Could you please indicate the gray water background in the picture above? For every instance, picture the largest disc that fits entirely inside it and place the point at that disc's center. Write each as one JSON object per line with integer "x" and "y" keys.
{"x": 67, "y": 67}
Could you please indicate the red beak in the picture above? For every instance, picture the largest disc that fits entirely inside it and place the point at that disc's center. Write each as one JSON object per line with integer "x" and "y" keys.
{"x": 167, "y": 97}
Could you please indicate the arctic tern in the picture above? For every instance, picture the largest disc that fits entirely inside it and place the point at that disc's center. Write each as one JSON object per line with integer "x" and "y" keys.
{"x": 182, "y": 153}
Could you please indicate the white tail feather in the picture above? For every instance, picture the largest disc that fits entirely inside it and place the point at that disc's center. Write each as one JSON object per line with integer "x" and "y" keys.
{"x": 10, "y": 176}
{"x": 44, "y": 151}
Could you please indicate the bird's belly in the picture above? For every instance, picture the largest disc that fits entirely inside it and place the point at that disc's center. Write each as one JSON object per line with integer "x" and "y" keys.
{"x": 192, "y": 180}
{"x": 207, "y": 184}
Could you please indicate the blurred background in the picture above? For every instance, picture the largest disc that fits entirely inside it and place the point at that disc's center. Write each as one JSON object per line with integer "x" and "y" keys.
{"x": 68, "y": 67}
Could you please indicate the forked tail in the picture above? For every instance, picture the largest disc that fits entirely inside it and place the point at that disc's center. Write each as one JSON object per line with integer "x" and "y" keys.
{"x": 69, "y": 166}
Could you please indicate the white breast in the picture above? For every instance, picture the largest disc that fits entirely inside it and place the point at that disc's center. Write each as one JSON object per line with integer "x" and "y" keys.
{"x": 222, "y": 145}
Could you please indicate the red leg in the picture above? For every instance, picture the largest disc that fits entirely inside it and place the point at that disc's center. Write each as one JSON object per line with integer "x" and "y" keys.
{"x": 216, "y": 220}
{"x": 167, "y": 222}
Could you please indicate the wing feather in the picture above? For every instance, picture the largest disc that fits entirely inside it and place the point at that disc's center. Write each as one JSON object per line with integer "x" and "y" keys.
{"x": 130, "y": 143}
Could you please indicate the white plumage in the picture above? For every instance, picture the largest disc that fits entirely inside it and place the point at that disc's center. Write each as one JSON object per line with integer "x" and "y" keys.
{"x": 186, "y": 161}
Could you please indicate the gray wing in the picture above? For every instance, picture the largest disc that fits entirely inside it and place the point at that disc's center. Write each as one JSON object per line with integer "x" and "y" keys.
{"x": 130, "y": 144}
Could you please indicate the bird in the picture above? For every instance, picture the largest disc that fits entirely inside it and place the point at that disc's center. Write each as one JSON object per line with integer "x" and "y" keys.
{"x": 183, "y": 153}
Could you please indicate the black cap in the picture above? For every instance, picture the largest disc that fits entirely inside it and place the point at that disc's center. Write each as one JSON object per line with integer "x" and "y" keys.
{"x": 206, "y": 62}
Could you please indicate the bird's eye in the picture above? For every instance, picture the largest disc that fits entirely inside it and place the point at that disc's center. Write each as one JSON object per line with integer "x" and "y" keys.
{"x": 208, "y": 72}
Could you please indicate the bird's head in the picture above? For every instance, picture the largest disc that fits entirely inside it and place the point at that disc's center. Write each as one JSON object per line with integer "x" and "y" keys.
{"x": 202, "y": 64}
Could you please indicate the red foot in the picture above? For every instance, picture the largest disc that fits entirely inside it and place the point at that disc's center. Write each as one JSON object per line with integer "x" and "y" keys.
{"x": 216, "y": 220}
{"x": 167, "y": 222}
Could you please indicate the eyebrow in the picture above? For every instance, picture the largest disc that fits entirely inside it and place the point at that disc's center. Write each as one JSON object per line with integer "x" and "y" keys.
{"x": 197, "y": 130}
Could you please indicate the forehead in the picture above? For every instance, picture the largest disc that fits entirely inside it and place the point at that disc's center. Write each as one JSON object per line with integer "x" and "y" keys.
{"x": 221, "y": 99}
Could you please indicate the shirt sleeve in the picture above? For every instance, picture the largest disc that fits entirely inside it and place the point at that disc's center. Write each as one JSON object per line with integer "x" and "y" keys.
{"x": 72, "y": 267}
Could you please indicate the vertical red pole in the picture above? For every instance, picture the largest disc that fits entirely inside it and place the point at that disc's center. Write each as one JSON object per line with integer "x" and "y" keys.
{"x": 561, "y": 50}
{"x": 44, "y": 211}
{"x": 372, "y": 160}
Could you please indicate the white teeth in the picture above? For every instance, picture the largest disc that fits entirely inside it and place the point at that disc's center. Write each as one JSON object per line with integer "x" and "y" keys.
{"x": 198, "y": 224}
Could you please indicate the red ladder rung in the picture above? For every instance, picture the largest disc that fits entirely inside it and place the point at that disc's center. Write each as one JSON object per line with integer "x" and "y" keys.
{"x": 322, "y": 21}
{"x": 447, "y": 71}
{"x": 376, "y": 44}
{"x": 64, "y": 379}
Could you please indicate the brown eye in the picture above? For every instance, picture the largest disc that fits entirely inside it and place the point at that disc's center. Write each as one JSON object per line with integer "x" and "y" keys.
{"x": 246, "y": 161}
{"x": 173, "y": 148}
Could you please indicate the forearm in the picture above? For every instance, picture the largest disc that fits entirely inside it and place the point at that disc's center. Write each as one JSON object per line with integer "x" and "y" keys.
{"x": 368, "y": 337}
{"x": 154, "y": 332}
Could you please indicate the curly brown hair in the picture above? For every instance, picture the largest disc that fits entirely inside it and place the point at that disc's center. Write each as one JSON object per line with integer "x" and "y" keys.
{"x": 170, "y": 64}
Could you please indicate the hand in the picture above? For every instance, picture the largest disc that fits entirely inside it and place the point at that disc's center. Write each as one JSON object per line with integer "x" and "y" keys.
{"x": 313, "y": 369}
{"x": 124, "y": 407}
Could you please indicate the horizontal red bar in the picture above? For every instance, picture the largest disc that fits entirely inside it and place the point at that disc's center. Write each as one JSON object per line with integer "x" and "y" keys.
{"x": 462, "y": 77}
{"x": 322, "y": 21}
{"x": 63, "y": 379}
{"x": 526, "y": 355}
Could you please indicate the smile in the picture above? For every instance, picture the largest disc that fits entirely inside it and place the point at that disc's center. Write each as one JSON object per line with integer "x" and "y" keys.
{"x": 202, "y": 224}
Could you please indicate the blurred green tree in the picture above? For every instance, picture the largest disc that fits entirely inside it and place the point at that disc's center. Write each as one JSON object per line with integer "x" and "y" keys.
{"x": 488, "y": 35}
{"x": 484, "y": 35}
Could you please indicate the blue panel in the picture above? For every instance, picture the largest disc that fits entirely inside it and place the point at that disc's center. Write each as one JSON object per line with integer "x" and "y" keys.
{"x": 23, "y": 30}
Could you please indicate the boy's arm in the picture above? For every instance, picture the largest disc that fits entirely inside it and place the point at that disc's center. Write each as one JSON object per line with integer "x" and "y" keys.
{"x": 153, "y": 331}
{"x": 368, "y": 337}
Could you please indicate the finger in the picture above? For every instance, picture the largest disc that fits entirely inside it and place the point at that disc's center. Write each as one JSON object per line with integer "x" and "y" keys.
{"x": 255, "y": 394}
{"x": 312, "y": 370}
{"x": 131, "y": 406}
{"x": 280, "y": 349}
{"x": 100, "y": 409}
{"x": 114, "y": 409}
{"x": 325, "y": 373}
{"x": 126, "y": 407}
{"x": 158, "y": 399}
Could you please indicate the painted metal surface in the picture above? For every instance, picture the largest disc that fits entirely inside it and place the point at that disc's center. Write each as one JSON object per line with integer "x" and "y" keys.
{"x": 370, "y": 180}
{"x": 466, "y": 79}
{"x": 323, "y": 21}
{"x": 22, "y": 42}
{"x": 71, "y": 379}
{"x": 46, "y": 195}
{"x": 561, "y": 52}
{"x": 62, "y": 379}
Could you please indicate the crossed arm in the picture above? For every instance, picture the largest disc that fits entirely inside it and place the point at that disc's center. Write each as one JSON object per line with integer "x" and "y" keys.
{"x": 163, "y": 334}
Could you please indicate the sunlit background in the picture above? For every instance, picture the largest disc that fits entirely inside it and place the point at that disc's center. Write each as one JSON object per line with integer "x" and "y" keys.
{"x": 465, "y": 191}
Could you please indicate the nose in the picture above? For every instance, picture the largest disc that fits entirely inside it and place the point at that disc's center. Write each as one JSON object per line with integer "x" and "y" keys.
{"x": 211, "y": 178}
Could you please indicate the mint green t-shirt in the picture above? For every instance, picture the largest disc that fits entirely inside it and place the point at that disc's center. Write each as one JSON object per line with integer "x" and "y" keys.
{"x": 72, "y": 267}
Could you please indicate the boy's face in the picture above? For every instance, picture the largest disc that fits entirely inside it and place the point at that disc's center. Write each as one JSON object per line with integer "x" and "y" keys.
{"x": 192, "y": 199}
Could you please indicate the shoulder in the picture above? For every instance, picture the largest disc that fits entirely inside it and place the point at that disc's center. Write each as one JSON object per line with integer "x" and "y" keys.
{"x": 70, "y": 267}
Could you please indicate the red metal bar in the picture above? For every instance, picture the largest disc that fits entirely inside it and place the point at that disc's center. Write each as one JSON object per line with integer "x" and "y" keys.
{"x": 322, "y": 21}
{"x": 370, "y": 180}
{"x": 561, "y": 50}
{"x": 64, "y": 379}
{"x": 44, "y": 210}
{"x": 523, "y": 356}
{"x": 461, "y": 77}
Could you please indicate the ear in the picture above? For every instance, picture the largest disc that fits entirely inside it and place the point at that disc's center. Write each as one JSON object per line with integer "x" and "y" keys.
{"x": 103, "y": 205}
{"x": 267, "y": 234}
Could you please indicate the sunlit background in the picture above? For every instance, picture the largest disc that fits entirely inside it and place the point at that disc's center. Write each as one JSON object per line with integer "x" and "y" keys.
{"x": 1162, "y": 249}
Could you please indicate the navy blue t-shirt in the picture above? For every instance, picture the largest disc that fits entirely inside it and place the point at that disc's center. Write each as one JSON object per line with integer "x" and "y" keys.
+ + + + + + +
▶ [DETALLES DE LA TAREA]:
Presenta como lista JSON de cadenas, una por línea y sin las líneas en blanco, las líneas de los registros que empiezan en la que contiene "Could you please indicate the red metal" y terminan al final de los registros, ambos extremos incluidos.

▶ [SOLUCIÓN]:
[
  "Could you please indicate the red metal bar in the picture above? For every instance, picture the largest disc that fits entirely inside it and place the point at that disc's center. Write each as one JSON object per line with integer \"x\" and \"y\" keys.",
  "{\"x\": 322, \"y\": 21}",
  "{\"x\": 370, \"y\": 180}",
  "{\"x\": 561, \"y\": 50}",
  "{\"x\": 64, \"y\": 379}",
  "{\"x\": 44, \"y\": 210}",
  "{\"x\": 523, \"y\": 356}",
  "{\"x\": 461, \"y\": 77}",
  "Could you please indicate the ear in the picture above? For every instance, picture the largest disc that fits entirely inside it and place the point at that disc's center. Write each as one JSON object per line with integer \"x\" and \"y\" keys.",
  "{\"x\": 103, \"y\": 205}",
  "{\"x\": 267, \"y\": 234}",
  "Could you please indicate the sunlit background in the picture above? For every instance, picture the largest disc that fits entirely inside it and place the point at that disc's center. Write each as one JSON object per line with integer \"x\" and \"y\" keys.",
  "{\"x\": 1162, \"y\": 249}",
  "Could you please indicate the navy blue t-shirt in the picture above? For every instance, picture the largest disc that fits entirely inside it and place the point at that disc's center. Write each as one JSON object per line with integer \"x\" and \"y\" keys."
]